Records for this task:
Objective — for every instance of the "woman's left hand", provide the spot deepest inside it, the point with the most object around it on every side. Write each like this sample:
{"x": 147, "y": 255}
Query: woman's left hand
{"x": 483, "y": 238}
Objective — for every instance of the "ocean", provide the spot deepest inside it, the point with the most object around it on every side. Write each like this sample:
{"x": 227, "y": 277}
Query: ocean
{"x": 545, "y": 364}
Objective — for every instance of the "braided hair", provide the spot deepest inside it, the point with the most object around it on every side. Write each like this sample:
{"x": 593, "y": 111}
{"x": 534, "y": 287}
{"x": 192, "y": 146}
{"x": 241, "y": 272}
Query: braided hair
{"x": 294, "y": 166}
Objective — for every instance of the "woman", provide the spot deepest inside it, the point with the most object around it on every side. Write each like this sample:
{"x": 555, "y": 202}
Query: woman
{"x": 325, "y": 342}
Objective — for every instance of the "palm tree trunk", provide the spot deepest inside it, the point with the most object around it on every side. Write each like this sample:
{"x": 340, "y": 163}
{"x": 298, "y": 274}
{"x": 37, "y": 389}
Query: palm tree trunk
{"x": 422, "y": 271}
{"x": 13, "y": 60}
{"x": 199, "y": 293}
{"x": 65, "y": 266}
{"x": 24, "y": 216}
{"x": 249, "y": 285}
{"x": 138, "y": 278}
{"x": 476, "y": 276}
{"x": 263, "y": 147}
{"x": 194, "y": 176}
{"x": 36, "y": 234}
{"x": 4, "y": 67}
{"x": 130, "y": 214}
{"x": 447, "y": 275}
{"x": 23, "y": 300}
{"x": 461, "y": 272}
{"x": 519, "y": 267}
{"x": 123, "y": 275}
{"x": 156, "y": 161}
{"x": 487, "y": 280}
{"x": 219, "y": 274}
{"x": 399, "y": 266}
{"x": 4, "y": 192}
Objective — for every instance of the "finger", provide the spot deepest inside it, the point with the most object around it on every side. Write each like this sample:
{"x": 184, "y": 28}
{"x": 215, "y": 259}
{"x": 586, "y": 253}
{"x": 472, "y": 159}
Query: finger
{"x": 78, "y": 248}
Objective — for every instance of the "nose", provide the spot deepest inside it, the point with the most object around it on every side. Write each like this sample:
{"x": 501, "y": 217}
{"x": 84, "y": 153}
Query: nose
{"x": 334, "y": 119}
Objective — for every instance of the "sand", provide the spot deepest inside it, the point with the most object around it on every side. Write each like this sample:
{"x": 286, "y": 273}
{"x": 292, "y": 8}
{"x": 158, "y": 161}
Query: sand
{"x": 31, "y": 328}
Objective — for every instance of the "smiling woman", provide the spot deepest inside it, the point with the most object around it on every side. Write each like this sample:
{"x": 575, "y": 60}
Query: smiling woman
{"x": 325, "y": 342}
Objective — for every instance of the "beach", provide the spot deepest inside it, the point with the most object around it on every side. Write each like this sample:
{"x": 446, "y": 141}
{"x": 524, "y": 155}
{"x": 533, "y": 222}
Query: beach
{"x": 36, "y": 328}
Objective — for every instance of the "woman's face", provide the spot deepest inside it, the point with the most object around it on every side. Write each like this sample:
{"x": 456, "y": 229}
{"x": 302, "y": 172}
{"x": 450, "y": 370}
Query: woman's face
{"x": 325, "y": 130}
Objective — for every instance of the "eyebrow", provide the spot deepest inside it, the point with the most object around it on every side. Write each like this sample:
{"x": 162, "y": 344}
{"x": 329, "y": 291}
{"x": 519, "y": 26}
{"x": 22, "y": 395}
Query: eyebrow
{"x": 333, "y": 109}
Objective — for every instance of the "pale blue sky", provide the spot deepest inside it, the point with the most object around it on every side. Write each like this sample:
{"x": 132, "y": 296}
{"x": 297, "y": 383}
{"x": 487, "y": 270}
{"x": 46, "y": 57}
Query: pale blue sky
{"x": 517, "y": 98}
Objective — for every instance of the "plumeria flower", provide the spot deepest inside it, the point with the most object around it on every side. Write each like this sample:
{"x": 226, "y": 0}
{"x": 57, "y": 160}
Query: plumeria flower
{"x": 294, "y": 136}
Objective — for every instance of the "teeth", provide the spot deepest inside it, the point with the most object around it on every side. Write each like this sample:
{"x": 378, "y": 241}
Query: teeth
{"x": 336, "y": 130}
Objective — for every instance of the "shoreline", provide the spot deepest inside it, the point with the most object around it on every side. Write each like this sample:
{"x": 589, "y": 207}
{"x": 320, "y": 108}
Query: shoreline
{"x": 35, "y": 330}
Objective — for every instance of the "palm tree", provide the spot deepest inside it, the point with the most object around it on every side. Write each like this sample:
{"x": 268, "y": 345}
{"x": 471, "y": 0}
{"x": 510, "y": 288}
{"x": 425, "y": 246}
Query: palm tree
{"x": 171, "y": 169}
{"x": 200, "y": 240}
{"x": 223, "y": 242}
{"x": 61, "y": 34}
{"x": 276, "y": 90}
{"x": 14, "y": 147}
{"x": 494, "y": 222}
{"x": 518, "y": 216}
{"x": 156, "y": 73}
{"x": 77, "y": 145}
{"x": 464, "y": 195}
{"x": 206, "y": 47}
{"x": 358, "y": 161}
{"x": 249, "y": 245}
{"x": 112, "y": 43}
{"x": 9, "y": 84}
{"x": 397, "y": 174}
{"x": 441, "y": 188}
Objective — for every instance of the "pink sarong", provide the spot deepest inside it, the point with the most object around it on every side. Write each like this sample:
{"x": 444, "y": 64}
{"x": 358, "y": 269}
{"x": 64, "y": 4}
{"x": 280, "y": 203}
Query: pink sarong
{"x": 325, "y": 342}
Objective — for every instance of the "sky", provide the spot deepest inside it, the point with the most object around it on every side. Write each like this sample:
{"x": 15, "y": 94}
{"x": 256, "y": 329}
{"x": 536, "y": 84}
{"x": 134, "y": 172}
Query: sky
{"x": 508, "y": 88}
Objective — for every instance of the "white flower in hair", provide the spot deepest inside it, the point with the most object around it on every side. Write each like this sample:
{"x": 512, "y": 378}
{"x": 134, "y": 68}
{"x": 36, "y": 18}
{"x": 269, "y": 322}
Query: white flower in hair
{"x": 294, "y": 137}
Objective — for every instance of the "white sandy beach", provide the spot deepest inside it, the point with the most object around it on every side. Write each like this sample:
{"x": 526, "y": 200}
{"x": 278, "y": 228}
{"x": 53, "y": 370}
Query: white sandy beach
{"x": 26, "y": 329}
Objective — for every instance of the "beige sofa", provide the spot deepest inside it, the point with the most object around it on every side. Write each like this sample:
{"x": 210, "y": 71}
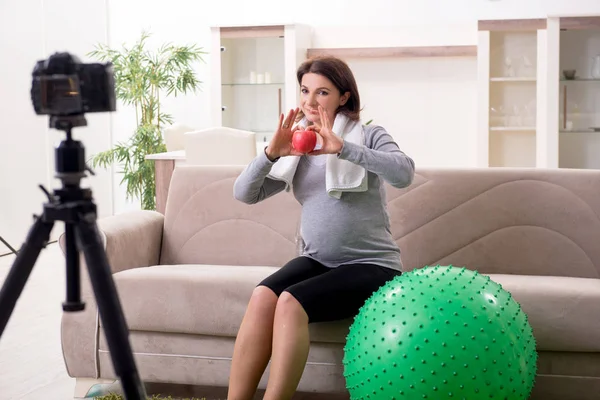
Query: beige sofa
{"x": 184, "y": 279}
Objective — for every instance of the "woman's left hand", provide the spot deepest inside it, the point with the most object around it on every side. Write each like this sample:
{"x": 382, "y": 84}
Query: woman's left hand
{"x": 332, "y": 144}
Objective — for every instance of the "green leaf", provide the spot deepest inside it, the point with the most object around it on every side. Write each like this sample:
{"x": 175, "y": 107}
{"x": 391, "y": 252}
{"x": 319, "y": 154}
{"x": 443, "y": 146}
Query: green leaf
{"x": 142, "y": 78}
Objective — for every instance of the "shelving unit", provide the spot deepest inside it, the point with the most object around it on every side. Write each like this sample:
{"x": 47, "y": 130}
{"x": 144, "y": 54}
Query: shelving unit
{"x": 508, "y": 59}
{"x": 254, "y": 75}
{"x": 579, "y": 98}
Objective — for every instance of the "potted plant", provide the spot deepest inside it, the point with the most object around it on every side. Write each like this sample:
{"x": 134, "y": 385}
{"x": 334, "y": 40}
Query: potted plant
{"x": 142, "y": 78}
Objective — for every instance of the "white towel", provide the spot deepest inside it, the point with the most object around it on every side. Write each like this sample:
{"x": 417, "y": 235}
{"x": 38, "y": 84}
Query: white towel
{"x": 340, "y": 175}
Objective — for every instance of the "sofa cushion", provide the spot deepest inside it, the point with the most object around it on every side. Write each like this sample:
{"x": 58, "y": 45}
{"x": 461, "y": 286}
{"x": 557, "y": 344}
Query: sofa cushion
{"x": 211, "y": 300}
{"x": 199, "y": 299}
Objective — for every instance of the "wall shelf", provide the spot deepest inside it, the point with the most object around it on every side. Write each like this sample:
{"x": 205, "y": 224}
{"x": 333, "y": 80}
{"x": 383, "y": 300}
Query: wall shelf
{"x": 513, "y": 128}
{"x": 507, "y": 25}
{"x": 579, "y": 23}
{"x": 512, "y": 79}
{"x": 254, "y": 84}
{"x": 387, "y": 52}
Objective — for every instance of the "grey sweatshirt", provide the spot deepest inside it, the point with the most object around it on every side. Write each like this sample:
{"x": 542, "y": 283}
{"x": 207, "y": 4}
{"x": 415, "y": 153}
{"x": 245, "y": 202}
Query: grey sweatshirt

Work to be completed:
Wherever the word "grey" appears in the entries above, copy that line.

Written response:
Objective — for every instance of the "grey sweatshirt", provide the spot deepest inside it, the point with the most object around it on every side. Write each like this sample:
Query: grey sweatshirt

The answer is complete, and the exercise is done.